| Rows from a segmentation dataset |
_ _ _ _

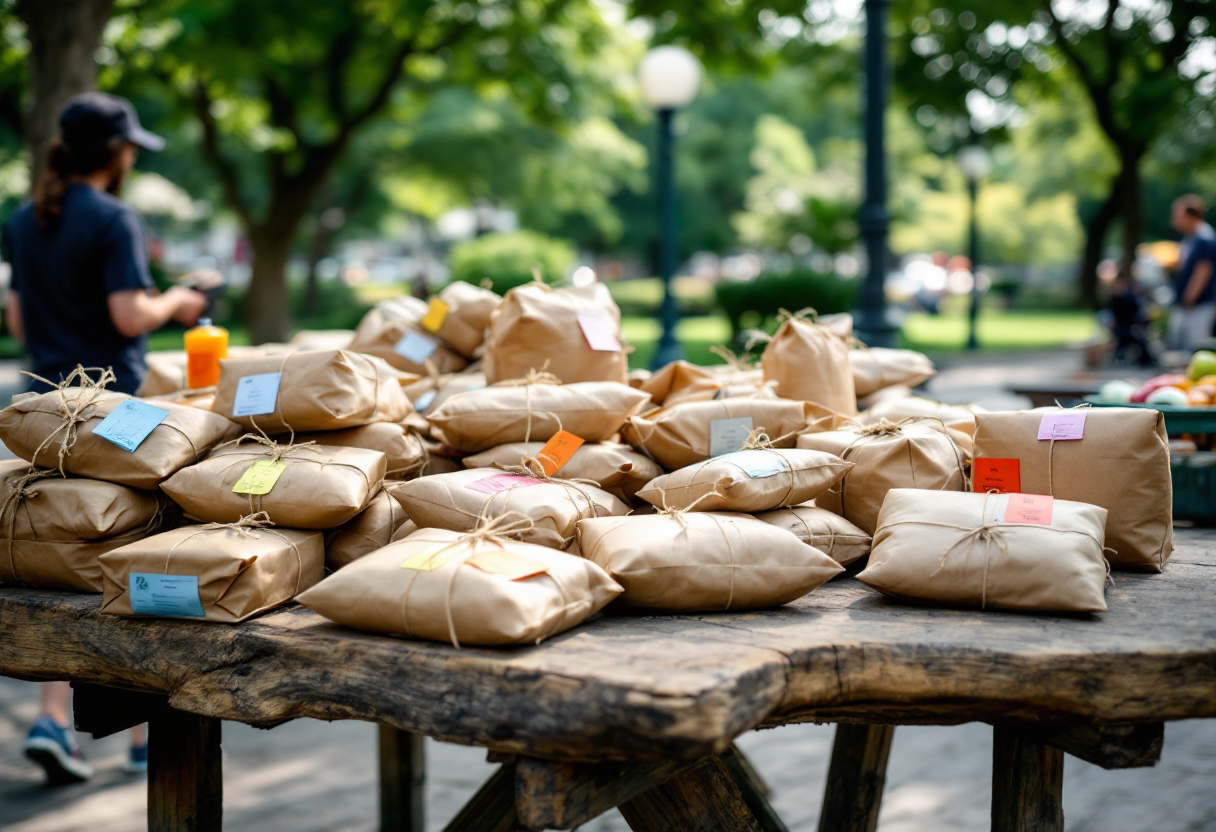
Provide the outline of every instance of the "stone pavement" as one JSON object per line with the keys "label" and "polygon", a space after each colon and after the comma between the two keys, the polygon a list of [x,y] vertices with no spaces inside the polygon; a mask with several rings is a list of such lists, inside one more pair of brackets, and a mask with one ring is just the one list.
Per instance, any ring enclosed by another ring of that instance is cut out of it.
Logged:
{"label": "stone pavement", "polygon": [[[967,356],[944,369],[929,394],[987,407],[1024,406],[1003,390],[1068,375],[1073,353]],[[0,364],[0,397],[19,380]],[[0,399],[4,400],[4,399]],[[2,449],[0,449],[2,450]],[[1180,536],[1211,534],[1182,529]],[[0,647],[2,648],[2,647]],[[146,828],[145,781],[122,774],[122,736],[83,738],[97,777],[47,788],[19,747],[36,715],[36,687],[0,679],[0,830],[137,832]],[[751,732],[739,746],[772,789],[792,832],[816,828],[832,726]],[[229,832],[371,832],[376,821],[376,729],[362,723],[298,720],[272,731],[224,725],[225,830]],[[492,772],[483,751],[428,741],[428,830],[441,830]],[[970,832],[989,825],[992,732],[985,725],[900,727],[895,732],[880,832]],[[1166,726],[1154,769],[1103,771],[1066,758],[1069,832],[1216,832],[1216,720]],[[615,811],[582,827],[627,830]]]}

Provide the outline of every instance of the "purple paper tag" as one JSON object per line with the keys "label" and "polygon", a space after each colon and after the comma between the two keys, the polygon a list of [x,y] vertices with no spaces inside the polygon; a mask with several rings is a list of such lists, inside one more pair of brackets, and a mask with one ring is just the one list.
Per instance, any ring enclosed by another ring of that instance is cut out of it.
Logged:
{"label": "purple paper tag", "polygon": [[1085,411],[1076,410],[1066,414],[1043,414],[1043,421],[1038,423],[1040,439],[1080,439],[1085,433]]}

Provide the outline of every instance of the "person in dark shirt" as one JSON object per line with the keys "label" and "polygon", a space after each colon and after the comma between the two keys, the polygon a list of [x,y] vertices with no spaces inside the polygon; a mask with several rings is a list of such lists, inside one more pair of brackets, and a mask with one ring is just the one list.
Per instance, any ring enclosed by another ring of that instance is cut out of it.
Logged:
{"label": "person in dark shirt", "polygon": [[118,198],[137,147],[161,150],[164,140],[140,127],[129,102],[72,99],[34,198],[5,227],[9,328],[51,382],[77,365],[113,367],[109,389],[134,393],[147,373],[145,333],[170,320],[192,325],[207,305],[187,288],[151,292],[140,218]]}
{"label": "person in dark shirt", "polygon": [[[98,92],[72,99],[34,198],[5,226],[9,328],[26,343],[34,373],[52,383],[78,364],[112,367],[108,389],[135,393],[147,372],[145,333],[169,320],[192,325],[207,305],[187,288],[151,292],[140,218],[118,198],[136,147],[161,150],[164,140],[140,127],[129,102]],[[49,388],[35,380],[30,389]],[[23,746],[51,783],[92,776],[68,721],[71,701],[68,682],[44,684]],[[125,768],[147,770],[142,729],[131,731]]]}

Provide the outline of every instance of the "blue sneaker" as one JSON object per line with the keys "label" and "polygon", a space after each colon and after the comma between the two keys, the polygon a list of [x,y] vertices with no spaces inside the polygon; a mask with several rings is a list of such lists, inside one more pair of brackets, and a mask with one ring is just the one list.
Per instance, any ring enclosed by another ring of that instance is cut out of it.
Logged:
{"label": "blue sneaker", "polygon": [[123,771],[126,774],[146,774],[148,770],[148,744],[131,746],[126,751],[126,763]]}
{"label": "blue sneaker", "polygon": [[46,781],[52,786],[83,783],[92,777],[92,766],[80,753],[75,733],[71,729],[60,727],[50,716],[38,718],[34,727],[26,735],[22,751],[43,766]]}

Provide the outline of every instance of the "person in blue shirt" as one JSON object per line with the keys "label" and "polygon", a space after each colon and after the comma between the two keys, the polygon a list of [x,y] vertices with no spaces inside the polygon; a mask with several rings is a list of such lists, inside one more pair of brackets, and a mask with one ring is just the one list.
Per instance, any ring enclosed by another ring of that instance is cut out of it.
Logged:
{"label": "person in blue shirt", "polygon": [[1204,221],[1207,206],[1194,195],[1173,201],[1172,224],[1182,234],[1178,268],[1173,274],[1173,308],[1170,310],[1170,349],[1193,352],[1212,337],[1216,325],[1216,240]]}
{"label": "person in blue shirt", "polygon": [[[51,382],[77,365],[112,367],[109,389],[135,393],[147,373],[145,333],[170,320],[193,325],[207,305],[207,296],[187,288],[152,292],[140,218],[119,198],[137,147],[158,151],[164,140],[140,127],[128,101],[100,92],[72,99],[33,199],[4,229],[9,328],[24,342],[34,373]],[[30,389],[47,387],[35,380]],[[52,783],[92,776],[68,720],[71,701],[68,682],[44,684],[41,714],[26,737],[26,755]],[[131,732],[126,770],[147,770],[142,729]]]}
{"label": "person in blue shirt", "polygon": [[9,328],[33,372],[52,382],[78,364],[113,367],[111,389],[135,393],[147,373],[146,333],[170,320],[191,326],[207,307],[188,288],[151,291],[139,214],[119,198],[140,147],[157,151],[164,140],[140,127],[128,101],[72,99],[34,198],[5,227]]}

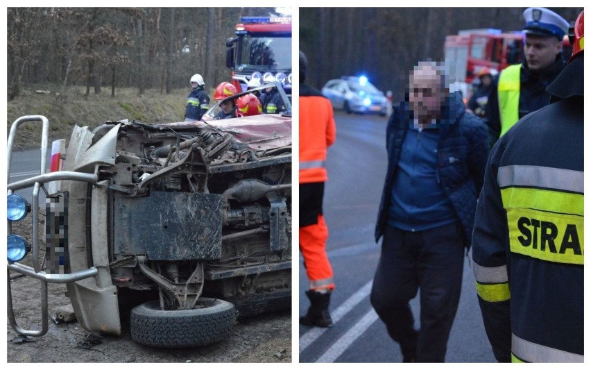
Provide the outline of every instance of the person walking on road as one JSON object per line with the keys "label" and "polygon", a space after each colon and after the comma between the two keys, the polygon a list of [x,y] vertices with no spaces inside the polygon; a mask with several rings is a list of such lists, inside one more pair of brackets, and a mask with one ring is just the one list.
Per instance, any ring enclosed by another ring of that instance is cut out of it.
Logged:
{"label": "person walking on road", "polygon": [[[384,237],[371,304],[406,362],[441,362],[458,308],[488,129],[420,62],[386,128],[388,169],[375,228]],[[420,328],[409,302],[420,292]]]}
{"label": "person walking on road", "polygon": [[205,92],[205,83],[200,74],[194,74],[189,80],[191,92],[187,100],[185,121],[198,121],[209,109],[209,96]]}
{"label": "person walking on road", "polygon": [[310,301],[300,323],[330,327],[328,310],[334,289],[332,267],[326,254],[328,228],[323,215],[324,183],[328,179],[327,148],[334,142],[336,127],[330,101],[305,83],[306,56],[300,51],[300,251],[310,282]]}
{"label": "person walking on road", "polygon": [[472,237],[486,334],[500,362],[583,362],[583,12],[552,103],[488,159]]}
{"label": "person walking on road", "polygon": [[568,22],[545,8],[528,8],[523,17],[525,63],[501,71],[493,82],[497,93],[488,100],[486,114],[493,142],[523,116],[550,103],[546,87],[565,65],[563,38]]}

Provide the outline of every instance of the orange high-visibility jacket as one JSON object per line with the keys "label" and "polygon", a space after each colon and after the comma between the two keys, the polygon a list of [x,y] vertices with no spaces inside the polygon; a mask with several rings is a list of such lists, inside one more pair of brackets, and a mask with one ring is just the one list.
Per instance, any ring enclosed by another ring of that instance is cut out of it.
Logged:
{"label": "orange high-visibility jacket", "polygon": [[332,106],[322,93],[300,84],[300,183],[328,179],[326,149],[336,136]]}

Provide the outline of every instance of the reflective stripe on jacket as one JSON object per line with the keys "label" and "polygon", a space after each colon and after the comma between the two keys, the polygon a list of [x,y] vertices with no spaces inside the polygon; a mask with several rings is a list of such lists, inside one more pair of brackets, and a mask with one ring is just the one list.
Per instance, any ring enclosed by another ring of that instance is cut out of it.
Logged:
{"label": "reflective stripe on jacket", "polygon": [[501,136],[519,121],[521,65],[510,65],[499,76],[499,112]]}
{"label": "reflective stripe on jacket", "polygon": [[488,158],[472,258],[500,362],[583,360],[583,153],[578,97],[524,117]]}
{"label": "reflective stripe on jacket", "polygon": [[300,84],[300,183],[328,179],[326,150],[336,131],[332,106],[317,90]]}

_ _ _ _

| What you need to do |
Quote everything from the line containing "Provide the outline of every instance of the reflective" down through the end of the records, word for word.

| Written response |
Provide the outline of every instance of the reflective stripe on jacket as one JSON object per line with the keys "label" and "polygon", a space after each colon and after the comma between the two keys, the polygon a list of [x,y] vertices with no spaces inside the polygon; a mask with several rings is a list of such lists, inside one more pair of brackets, and a mask with one ring is just the one list.
Per instance, any ring enclosed by another ring of that instance is cut out of it.
Logged:
{"label": "reflective stripe on jacket", "polygon": [[501,136],[519,121],[521,65],[510,65],[499,76],[499,112]]}
{"label": "reflective stripe on jacket", "polygon": [[488,158],[472,258],[500,362],[583,360],[583,153],[578,97],[524,117]]}
{"label": "reflective stripe on jacket", "polygon": [[300,84],[300,183],[328,179],[326,150],[336,131],[332,106],[317,90]]}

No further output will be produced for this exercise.